In reality, I would rather not be bothered with it which is why I asked if anybody had a need for it.

7 (edited by badrad 2005-05-14 00:34)

Re: XHTML Mime type

Hey, I just came to the forums to post about this. People you can read up on why XHTML sent as text/html is bad here:

http://www.hixie.ch/advocacy/xhtml

Basically, sending xhtml as text/html makes the browsers interpret it as tag soup anyway.

Reasons XHTML is better:
1. It's been the W3C recommendation since 1999, replacing HTML 4.01. Thats 6 years.
2. It's a simple transition to learn as the Web moves toward increasingly more XML.
3. It's far more flexible than HTML with being accessible to wireless devices, screen readers and other devices for the disabled (which helps by leaps and bounds with meeting accessibility guidelines and the U.S. 508 guidelines ).
4. XHTML is a cleaner, more logical markup.
5. XHTML is faster to parse (must faster), and thus display.
6. I like the idea of giving the browser what it prefers.
7. Its extensible in lots of fancy ways none of us need.

Exercise set –
[A] According to the forum post about the XHTML MIME type, since what year has XHTML been the W3C recommendation?
[B] Please reproduce the forum post about the XHTML MIME type between "http://www.hixie.ch/advocacy/xhtml" and "Thats 6 years.", inclusive, switching "tag soup" to "malformed markup".
[C] Resume the forum post about the XHTML MIME type after its last line.

Extracted entries –

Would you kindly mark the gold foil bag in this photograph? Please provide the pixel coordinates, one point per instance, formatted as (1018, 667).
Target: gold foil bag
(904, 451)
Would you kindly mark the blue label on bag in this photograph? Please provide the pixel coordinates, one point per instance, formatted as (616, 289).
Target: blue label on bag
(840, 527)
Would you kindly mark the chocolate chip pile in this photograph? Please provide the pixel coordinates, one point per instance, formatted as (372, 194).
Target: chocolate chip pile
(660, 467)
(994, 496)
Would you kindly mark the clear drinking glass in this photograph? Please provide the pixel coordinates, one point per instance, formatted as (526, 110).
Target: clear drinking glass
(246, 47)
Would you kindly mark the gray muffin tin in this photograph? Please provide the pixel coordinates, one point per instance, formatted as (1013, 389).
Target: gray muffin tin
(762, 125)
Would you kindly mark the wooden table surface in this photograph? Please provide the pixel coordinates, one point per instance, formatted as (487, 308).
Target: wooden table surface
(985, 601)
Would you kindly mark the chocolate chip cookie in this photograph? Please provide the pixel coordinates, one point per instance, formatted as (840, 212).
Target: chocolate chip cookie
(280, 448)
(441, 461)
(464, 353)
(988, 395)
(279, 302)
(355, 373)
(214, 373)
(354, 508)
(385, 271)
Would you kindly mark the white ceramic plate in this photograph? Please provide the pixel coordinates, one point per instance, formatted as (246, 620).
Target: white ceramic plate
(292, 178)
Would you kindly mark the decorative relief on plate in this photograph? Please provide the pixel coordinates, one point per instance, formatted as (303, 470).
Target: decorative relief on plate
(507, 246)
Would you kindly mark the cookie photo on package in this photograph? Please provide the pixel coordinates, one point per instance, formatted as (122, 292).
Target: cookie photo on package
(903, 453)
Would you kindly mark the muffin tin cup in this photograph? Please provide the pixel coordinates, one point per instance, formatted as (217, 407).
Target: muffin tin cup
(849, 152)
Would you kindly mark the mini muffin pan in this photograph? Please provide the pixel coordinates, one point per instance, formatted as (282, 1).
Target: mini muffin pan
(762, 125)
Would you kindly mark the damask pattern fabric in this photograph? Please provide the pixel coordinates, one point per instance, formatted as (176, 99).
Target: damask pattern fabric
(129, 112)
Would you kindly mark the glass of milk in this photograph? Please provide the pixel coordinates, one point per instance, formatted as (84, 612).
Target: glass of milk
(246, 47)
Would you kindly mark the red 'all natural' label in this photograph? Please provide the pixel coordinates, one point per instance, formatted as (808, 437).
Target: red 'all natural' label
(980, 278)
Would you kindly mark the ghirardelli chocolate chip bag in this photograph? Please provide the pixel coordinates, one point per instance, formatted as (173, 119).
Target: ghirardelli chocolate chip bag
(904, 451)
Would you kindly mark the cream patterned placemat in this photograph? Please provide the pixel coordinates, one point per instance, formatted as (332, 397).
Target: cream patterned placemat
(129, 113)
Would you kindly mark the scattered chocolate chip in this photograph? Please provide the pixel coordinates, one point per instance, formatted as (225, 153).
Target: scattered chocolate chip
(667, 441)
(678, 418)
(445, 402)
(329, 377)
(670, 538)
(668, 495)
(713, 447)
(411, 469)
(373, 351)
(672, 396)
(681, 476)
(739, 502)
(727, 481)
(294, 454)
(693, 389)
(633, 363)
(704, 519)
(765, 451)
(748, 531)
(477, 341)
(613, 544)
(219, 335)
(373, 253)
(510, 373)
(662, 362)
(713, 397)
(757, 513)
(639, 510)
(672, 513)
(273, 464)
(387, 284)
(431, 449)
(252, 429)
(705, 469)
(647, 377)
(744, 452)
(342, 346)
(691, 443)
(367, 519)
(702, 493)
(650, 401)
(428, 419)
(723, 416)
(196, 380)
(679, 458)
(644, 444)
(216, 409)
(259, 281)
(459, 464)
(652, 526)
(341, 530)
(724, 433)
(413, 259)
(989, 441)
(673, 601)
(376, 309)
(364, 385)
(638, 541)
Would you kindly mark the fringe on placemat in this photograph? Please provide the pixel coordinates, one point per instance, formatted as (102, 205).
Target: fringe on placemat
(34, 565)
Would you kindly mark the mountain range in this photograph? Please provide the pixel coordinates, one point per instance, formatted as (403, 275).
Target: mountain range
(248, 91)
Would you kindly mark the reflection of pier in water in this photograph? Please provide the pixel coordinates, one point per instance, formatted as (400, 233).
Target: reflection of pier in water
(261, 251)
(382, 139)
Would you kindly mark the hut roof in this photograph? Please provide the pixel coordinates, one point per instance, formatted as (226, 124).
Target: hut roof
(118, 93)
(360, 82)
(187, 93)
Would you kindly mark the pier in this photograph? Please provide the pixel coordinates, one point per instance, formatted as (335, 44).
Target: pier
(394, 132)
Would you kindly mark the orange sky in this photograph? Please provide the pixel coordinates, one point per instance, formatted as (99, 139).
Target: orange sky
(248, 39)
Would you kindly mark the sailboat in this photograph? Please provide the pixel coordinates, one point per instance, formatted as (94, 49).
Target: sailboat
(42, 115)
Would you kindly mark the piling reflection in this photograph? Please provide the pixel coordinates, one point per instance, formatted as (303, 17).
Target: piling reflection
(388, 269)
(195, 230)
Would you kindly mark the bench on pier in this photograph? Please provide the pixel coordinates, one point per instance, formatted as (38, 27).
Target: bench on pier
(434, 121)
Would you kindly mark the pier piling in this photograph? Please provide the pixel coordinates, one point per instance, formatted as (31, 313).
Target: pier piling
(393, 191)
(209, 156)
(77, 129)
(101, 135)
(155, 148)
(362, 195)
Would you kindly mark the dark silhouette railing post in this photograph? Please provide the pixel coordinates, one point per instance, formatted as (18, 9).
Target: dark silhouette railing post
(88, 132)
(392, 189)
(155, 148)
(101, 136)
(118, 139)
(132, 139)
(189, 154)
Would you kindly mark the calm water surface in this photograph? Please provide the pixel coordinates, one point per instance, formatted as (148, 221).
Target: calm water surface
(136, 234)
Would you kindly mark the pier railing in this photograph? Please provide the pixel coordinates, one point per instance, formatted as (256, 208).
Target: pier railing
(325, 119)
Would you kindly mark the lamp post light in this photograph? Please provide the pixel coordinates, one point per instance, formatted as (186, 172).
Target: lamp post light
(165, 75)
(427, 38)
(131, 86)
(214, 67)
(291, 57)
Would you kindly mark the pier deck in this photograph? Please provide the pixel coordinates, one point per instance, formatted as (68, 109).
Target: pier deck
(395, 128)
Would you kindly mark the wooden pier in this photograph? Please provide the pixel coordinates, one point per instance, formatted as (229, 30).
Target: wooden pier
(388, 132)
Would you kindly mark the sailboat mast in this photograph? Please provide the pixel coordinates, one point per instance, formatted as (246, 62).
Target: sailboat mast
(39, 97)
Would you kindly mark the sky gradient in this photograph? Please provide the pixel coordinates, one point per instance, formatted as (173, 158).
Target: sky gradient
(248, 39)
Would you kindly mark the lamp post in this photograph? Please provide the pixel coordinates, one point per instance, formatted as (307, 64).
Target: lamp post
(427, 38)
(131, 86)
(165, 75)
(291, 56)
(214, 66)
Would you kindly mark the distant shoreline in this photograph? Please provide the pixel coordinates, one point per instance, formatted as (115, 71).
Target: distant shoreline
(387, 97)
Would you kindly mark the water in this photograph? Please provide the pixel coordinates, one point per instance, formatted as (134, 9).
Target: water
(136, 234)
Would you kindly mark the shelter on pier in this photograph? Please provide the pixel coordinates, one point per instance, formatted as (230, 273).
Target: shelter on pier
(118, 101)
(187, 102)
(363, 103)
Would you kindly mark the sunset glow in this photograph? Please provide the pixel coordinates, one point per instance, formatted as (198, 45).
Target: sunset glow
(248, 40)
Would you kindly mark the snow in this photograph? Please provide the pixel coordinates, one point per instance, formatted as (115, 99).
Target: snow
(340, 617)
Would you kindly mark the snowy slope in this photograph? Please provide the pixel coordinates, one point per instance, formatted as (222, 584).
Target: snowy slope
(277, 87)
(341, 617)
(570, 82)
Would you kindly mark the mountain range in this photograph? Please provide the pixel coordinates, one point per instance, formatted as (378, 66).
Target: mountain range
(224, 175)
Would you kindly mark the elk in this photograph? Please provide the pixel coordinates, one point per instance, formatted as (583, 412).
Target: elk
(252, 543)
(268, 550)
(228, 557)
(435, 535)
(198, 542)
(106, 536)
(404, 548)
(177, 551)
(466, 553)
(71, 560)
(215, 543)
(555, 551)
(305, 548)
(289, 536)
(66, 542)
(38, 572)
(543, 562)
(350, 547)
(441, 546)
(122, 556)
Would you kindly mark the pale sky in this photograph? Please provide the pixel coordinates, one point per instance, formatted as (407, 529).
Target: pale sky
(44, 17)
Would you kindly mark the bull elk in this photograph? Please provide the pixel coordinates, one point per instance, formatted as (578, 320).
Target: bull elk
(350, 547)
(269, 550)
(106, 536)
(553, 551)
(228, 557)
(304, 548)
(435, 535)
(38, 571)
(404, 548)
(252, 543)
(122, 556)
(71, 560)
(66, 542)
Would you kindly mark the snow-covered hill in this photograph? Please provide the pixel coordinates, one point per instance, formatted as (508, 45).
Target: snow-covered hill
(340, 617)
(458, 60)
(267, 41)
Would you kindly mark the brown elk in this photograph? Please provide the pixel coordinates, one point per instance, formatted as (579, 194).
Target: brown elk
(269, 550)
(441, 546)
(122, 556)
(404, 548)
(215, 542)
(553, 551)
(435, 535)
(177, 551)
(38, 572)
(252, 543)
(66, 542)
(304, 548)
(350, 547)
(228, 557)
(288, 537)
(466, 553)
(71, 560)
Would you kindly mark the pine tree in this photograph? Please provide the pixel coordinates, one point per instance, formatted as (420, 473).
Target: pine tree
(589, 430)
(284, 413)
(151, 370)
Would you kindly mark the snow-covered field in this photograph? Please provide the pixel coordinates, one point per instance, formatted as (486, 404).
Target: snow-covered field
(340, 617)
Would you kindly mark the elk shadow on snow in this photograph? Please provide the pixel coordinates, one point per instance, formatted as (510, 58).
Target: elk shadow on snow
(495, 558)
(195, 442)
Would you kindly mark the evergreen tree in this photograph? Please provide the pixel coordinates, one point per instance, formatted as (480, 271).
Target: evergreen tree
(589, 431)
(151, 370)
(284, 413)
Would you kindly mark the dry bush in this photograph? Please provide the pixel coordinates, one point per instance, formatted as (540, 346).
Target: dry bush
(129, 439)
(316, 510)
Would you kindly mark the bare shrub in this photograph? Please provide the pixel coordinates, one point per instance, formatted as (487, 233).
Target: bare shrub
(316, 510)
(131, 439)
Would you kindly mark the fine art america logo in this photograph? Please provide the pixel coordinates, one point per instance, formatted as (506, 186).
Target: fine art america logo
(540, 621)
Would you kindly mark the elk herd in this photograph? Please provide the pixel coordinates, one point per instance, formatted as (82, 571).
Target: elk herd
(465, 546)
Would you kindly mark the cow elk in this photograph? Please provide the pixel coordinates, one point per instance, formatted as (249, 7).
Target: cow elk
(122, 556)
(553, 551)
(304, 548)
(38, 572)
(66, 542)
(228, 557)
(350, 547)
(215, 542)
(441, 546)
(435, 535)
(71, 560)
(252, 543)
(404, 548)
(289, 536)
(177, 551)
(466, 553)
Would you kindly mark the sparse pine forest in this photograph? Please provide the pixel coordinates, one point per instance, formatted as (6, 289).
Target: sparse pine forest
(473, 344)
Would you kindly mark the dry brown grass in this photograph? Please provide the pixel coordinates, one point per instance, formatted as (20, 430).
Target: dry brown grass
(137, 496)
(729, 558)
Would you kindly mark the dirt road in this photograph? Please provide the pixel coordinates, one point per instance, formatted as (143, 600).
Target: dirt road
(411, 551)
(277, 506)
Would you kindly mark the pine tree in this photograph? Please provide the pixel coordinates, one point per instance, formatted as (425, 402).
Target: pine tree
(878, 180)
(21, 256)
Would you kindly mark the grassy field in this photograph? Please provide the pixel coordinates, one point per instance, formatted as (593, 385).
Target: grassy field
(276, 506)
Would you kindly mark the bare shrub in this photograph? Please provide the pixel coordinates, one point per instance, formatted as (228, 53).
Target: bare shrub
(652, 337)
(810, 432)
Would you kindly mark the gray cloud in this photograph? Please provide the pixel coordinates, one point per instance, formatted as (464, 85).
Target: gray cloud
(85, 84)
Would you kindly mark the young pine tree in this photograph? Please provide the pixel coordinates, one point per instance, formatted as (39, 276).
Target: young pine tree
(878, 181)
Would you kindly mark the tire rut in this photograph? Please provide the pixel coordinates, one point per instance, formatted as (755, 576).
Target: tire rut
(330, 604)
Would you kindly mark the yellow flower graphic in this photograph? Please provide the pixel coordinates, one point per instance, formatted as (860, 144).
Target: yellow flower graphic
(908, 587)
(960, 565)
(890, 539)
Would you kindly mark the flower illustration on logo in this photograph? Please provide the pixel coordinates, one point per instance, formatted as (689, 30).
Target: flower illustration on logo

Answers to the problems –
[A] Since 1999.

[B]
http://www.hixie.ch/advocacy/xhtml

Basically, sending xhtml as text/html makes the browsers interpret it as malformed markup anyway.

Reasons XHTML is better:
1. It's been the W3C recommendation since 1999, replacing HTML 4.01. Thats 6 years.

[C]
And you are right, sending pages as application/xhtml+xml to IE causes it to prompt to download, which is why it is best to use content negotiation.

Content Negotiation gives browsers what they prefer, old browser like IE get html and new browser get XHTML. It not only sends the header, but converts the content.

See here for a nice thing on content negotiation:
http://www.autisticcuckoo.net/archive.p … egotiation

Delivering documents in XHTML causes lazily written javascript to break (due to reliance on innerhtml and document.write, rather then DOM methods like CreateElementNS()) and can cause CSS to be displayed differently.

Anyway, punbb does not work in xhtml mode. The forums function just fine, but the styles are all broken. I dont have the time right now to check out why. I just registered here on the forums to point this out, in hopes it will get fixed. Punbb is claiming XHTML support, but it isn't really smile

Anyway, I don't have too much time right now (which is why I haven't looked through the CSS files myself to find out why they are breaking - something I will attempt later tonight), so I gotta wrap this post up.

Here are some easy steps to add content negotiation to Punbb.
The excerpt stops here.